## Work to do
Identify every line of the records below that contains the word "black", and copy each such line in full.

## Input for this task
_ _ _ _ _ _ _
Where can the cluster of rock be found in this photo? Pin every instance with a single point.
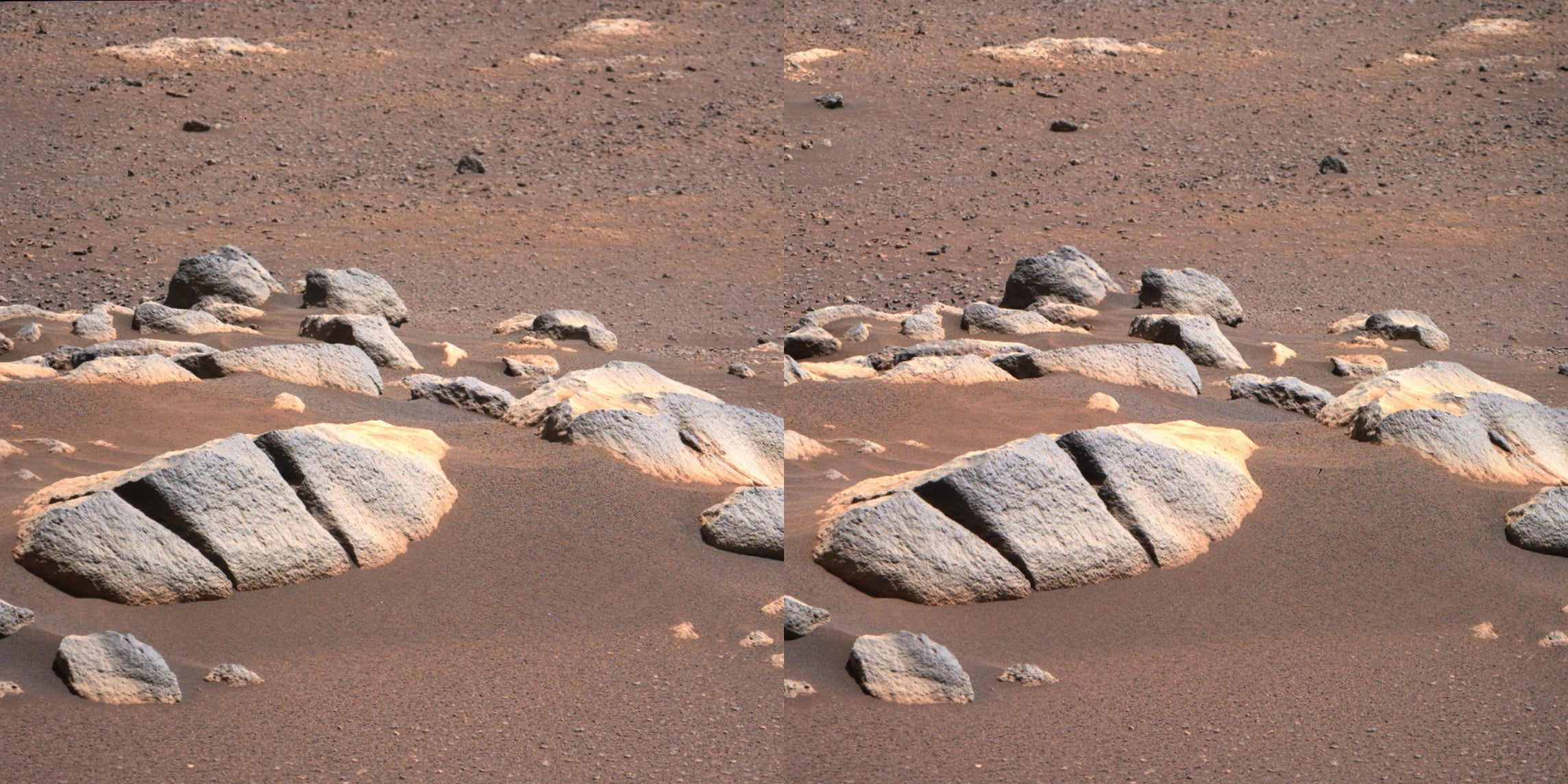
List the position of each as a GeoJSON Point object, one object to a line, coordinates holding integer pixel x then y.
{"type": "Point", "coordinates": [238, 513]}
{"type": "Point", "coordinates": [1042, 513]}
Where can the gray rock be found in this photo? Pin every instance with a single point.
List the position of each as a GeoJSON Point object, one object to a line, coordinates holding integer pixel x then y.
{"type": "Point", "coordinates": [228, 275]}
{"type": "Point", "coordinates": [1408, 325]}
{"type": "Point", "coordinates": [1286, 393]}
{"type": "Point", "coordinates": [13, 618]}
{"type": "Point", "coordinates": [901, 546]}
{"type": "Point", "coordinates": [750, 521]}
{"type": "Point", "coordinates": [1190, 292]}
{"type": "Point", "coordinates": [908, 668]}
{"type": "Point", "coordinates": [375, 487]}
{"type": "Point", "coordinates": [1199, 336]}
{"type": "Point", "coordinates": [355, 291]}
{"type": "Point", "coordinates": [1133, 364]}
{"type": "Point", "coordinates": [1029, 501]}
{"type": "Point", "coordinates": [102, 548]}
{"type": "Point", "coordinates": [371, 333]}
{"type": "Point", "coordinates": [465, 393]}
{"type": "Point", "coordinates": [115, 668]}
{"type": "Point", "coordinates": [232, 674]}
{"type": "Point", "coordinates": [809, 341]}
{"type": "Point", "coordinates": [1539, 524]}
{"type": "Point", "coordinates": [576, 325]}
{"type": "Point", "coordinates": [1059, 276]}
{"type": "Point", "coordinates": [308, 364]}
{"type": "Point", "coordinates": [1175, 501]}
_ _ _ _ _ _ _
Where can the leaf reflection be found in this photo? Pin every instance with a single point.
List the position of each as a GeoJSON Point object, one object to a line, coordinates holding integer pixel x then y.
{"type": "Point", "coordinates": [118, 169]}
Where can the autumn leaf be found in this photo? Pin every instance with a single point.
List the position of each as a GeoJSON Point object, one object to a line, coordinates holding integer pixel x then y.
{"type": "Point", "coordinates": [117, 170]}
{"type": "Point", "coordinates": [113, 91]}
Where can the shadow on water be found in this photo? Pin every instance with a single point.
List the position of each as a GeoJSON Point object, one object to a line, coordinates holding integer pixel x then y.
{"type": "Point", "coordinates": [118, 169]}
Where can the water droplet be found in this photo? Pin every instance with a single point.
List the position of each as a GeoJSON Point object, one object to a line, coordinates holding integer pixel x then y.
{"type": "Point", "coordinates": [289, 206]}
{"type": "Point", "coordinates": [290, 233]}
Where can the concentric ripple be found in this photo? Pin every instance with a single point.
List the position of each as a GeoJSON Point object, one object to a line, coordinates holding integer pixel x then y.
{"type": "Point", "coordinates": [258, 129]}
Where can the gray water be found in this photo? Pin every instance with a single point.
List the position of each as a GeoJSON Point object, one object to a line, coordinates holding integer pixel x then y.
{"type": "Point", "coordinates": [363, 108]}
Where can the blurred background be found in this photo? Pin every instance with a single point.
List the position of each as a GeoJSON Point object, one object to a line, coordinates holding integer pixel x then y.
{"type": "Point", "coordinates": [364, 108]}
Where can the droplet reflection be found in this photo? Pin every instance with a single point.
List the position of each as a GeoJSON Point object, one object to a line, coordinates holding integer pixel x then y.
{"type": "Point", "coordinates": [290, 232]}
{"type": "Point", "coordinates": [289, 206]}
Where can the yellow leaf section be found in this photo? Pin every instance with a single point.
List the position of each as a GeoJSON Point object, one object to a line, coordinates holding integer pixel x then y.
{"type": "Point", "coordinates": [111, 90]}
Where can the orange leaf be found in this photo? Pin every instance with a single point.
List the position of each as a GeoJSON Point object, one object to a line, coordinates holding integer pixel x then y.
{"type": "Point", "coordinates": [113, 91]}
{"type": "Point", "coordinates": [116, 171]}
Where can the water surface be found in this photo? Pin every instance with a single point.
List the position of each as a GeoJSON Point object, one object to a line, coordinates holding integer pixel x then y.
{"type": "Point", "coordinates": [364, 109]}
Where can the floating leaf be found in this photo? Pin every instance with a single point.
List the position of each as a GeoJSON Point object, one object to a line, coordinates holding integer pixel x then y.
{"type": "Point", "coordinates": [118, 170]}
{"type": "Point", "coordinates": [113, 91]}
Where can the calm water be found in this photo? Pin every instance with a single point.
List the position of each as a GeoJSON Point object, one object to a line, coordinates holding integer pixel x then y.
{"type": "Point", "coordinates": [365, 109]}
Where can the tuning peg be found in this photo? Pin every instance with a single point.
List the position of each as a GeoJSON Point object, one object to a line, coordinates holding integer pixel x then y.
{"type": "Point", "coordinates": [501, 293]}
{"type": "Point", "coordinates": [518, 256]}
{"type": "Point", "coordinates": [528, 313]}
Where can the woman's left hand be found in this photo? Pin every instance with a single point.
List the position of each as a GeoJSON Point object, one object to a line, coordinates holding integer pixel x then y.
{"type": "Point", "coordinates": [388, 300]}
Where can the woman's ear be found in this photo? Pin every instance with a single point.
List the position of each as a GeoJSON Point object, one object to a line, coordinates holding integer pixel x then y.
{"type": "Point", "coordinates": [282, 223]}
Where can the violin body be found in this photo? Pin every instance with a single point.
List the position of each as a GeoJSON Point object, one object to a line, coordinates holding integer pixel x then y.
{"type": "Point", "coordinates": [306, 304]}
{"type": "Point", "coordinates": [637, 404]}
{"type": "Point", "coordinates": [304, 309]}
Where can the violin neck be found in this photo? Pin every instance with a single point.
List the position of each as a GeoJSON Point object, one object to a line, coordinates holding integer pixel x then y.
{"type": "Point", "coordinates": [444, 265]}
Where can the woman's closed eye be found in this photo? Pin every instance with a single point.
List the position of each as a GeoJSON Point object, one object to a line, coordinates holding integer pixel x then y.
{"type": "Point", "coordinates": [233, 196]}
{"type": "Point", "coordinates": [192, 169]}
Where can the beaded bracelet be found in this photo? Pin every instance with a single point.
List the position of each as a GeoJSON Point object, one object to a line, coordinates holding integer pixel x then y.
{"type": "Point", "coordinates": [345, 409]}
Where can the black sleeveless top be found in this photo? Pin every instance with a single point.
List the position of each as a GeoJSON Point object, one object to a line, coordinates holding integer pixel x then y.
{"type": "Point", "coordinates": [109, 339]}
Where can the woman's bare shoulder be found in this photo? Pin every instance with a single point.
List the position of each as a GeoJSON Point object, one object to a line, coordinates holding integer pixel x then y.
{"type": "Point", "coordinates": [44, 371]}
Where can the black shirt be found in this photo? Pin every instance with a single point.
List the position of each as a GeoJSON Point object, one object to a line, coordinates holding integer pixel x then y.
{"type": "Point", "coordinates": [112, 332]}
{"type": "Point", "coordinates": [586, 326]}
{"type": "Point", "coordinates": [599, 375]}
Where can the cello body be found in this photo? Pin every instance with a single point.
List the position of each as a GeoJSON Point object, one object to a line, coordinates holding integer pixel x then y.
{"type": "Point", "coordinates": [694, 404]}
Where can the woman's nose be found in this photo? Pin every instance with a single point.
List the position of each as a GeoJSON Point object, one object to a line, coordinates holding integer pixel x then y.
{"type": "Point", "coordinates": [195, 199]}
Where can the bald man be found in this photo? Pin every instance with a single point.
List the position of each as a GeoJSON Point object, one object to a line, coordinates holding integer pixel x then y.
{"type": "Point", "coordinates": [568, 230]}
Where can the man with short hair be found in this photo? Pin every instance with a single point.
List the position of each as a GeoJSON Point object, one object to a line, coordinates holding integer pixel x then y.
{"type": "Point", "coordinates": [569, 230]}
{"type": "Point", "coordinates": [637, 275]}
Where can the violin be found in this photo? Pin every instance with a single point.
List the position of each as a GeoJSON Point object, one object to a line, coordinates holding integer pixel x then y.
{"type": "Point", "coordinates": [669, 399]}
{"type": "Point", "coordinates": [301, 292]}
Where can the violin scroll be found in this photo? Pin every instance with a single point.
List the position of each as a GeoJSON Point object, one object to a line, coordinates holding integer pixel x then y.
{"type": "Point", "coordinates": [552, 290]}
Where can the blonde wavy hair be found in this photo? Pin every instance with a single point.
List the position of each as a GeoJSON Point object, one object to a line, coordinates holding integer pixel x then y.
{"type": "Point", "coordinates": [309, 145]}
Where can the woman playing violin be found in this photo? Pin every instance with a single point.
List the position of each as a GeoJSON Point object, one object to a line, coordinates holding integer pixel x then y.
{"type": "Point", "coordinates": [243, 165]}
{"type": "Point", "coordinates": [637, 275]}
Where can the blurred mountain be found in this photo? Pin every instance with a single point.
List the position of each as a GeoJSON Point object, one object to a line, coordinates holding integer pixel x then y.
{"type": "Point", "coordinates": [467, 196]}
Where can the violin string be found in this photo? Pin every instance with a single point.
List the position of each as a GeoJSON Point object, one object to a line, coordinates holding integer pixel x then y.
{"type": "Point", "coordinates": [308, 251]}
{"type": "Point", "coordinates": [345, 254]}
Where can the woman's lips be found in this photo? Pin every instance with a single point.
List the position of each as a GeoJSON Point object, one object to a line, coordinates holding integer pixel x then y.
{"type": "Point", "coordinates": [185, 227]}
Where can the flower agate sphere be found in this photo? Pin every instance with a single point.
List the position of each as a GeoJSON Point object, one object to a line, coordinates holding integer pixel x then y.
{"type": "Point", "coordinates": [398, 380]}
_ _ _ _ _ _ _
## Answer below
Where can the black sleeveless top be found in this photo? Pin every instance with a single point.
Where can the black shirt be found in this photo? Pin every instance with a single point.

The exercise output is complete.